• Ausgewählter Auszug:
....
Aber nicht nur im Blick auf die deutsch-jüdische Vergangenheit, sondern auch im hautnahen Erleben des Nahostkonflikts hat die Pfarrfrau gelernt, daß Schweigen Gold sein kann. „Was ich sage, ist sowieso irrelevant“, resümiert sie nüchtern ein Jahr Pfarramt am Nabel der Welt. „Ich bin nicht klüger als die Leute hier und kann viel mehr bewirken, wenn ich den Menschen auf beiden Seiten zwei offene Ohren widme.“

Nicht Reden, sondern Sein; nicht wortgewaltig gegen die Mauer von Gewalt und Tränen anrennen, sondern in aller Stille Licht sein inmitten der Finsternis, das wünscht sich das Ehepaar Reyer für seinen Dienst in Jerusalem – und mit ihm viele Christen, die gemerkt haben, daß es nichts bringt, Ratlosigkeit und Verzweiflung in geistlich verbrämte Politparolen zu kleiden.
....
• Gespeicherte Daten:
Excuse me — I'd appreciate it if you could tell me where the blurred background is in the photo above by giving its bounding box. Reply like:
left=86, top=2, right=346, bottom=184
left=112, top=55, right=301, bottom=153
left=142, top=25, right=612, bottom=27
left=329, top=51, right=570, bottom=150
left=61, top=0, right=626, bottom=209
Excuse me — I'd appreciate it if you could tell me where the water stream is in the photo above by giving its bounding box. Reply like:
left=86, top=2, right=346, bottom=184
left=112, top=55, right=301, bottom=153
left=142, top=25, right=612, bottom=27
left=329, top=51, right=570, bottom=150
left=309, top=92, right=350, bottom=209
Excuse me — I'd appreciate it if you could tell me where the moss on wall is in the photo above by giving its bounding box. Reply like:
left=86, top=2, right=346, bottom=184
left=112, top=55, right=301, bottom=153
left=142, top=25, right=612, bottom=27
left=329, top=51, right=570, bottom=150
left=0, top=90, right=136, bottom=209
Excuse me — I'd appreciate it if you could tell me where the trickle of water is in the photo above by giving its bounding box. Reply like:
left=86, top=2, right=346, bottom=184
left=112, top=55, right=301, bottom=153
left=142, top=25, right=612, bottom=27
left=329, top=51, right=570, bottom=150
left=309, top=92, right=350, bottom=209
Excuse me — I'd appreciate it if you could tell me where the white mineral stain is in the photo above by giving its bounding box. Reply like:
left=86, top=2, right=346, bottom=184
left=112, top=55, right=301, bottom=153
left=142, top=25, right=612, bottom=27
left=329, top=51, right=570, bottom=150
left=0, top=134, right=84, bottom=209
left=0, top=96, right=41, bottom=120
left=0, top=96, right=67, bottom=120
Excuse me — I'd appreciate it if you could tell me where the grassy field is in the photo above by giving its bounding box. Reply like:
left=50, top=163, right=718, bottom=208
....
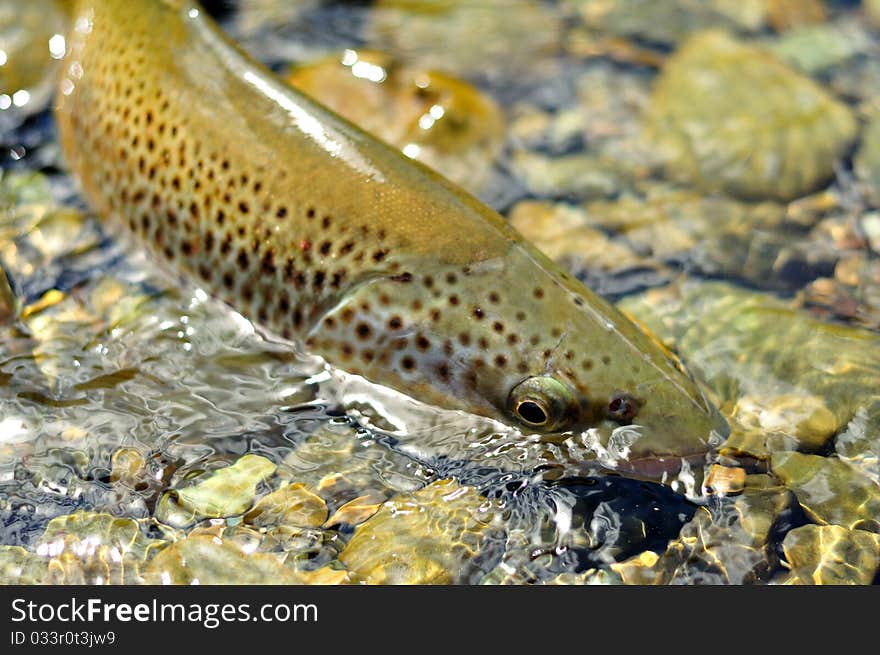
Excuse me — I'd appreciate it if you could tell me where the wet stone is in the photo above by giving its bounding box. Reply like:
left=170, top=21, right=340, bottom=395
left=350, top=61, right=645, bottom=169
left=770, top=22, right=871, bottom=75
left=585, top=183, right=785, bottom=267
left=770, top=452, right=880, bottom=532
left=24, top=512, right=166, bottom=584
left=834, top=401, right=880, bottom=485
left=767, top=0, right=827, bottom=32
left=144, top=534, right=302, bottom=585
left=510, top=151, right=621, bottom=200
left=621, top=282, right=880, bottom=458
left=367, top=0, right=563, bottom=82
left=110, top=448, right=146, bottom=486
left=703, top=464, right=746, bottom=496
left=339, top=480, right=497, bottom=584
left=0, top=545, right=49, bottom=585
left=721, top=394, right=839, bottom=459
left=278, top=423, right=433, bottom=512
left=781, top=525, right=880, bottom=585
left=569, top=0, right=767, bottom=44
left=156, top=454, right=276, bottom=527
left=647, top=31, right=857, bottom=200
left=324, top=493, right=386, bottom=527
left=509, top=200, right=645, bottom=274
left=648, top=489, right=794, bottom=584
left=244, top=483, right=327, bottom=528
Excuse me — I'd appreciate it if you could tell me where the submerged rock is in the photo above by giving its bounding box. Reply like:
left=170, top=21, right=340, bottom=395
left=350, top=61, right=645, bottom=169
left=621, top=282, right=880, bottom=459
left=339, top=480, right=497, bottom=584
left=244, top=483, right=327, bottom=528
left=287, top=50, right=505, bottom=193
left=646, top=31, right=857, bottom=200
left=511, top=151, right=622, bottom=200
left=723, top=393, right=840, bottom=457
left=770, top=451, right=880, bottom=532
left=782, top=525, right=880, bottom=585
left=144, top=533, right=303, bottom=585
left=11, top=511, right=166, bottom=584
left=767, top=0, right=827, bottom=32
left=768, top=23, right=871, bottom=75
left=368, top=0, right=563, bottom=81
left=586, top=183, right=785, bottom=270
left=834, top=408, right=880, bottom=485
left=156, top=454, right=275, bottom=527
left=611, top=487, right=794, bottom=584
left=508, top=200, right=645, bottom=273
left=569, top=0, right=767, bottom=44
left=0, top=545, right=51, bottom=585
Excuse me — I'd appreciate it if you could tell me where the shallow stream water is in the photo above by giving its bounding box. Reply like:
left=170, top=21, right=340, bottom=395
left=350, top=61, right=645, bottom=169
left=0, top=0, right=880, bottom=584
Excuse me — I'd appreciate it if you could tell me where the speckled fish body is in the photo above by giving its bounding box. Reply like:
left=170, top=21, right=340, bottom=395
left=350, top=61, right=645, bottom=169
....
• Zu erledigen:
**A)** Entnimm dem ausgewählten Auszug über das Ehepaar Reyer den Abschnitt von „Aber nicht nur“ bis „Politparolen zu kleiden.“ wortgetreu.
**B)** Wem möchte die Pfarrfrau laut dem ausgewählten Auszug über das Ehepaar Reyer zwei offene Ohren widmen?

• Ergebnisse je Aufgabe:
**A)**
Aber nicht nur im Blick auf die deutsch-jüdische Vergangenheit, sondern auch im hautnahen Erleben des Nahostkonflikts hat die Pfarrfrau gelernt, daß Schweigen Gold sein kann. „Was ich sage, ist sowieso irrelevant“, resümiert sie nüchtern ein Jahr Pfarramt am Nabel der Welt. „Ich bin nicht klüger als die Leute hier und kann viel mehr bewirken, wenn ich den Menschen auf beiden Seiten zwei offene Ohren widme.“

Nicht Reden, sondern Sein; nicht wortgewaltig gegen die Mauer von Gewalt und Tränen anrennen, sondern in aller Stille Licht sein inmitten der Finsternis, das wünscht sich das Ehepaar Reyer für seinen Dienst in Jerusalem – und mit ihm viele Christen, die gemerkt haben, daß es nichts bringt, Ratlosigkeit und Verzweiflung in geistlich verbrämte Politparolen zu kleiden.

**B)** Den Menschen auf beiden Seiten.